*Task instructions*. Write out each line beneath this one exactly as it reads.

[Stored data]
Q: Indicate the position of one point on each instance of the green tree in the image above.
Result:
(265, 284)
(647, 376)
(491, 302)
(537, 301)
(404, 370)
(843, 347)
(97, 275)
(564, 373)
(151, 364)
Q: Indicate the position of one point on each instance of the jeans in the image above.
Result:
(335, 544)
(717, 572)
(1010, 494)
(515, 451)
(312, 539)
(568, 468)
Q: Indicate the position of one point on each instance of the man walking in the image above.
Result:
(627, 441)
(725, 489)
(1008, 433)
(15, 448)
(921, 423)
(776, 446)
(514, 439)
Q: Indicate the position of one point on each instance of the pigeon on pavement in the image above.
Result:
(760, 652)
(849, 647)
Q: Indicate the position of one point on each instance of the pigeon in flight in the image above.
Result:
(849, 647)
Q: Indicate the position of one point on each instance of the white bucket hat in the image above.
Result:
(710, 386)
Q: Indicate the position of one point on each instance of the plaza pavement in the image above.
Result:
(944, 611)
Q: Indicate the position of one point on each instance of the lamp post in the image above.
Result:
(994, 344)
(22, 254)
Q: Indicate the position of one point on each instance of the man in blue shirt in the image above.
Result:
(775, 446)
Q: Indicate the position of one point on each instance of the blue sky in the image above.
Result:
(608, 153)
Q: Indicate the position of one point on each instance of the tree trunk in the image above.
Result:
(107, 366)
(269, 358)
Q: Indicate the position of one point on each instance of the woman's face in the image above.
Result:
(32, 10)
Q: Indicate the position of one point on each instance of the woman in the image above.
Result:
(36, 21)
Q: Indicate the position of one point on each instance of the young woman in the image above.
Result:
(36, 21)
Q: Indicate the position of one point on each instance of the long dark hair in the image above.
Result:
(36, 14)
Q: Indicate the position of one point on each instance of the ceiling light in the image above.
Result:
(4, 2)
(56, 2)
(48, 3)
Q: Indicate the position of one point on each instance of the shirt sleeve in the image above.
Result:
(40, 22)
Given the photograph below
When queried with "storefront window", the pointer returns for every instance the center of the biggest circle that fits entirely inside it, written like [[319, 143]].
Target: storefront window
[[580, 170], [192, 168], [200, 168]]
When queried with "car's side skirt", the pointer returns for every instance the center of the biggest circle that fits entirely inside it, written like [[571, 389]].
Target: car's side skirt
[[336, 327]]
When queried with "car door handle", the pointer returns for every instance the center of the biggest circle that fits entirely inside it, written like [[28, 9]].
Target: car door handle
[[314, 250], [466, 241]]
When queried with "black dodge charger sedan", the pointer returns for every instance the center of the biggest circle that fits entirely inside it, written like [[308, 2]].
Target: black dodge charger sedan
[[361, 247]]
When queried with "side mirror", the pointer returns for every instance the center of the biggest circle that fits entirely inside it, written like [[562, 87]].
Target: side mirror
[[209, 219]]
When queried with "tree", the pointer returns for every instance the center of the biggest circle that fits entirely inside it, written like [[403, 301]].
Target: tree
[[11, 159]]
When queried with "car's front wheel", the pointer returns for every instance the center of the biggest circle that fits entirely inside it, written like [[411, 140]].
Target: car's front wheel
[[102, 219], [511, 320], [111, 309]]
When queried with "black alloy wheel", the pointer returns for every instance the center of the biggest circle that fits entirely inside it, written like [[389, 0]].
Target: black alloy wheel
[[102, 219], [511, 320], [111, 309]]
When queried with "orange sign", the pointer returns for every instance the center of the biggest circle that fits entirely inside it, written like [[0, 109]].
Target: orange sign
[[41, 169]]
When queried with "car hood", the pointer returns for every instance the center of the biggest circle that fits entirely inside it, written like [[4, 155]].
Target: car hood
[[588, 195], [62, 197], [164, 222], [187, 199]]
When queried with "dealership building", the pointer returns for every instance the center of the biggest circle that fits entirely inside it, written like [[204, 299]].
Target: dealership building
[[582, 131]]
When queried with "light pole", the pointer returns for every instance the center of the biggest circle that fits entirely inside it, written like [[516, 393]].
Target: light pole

*Task output*.
Q: Indicate the position of one point on each instance of the green tree in the image above.
Result:
(265, 284)
(647, 376)
(491, 302)
(537, 301)
(404, 370)
(843, 347)
(97, 275)
(564, 373)
(151, 364)
Q: Indicate the position of one point on each instance of the jeans in the image above.
Result:
(335, 544)
(717, 572)
(1010, 494)
(515, 451)
(312, 539)
(568, 468)
Q: Indicate the position of one point on each instance of the man walking in the image above.
Result:
(627, 441)
(725, 489)
(1008, 433)
(15, 448)
(921, 423)
(776, 446)
(514, 439)
Q: Indicate the position of one point on each instance of the pigeon on pavement in the image above.
Result:
(760, 652)
(849, 647)
Q: Indicate the position of one point on each instance of the pigeon in flight in the image above.
Result:
(849, 647)
Q: Indicate the position of one point on each instance of the white bucket hat in the image above.
Result:
(710, 386)
Q: Indicate the position of one point on each instance of the plaza pavement in the image above.
Result:
(944, 611)
Q: Indicate the position of one point on each instance of the lamp post in the image above.
Result:
(994, 344)
(22, 254)
Q: Indicate the position of one point on each instance of the man in blue shirt in the image above.
Result:
(775, 446)
Q: Indicate the position of one point on each instance of the blue sky in the image above.
Result:
(608, 153)
Q: Indicate the position of one point on each instance of the tree trunk in the image above.
Result:
(107, 366)
(269, 358)
Q: Indicate the position of one point on each instance of the woman's face in the image above.
Result:
(32, 10)
Q: Indicate the position of one point on each instance of the woman in the image above.
Result:
(36, 21)
Q: Indicate the position of one point on each instance of the young woman in the image above.
Result:
(36, 21)
Q: Indicate the position of one point on each instance of the long dark hair in the image above.
Result:
(36, 14)
Q: Indicate the position of one point on each instance of the ceiling light in the image above.
Result:
(4, 2)
(56, 2)
(48, 3)
Q: Indicate the position of one point on each instance of the shirt sleeve in the image above.
Result:
(40, 22)
Given the photograph below
When queried with "storefront window", the pointer returns for every instance the center of the biggest circle that fits entirely inside it, written like [[319, 143]].
Target: storefront window
[[580, 170], [192, 168], [200, 168]]
When queried with "car's side skirt", the pointer returns for every instance the center of the biggest circle that fits entirely inside it, written like [[571, 389]].
Target: car's side skirt
[[336, 327]]
When queried with "car door handle", the pointer returns for every instance the center of the biggest circle that fits entirely inside it, written like [[28, 9]].
Target: car door handle
[[314, 250], [466, 241]]
When queried with "black dodge charger sedan", the pointer returns for every instance the center of the biggest circle that fits entirely inside it, written like [[308, 2]].
Target: black dodge charger sedan
[[361, 247]]
When queried with "side mirror", the pointer returns for every instance the center of the biggest circle that fits entirely inside it, written like [[562, 87]].
Target: side mirror
[[209, 219]]
When queried with "tree", the pointer returns for every instance the center of the biggest circle that fits entirely inside it, written like [[403, 301]].
Target: tree
[[11, 159]]
When queried with "car's front wheel", the pointer returns for every instance the center of the biggest circle that fits entirely inside it, written like [[411, 140]].
Target: car's front wheel
[[102, 219], [511, 320], [111, 309]]
When queried with "black alloy wheel", the pointer returns for every instance the center of the biggest circle that fits entirely inside it, written like [[389, 0]].
Target: black alloy wheel
[[102, 219], [511, 320], [111, 309]]
When queried with "orange sign", the pointer returns for every instance the center of the biggest circle that fits entirely inside it, written like [[0, 109]].
Target: orange sign
[[41, 169]]
When queried with "car hood", the pointer returns for every instance the center of the biggest circle that fits entirely inside it, written like [[4, 155]].
Target: car hood
[[588, 195], [62, 197], [164, 222], [187, 199]]
When queried with "dealership building", the pointer returns for every instance the center of the biggest circle that fits entirely inside it, written like [[204, 299]].
Target: dealership building
[[582, 131]]
When queried with "light pole", the pointer returns for every instance the center of the biggest circle that fits entirely inside it, written like [[516, 393]].
Target: light pole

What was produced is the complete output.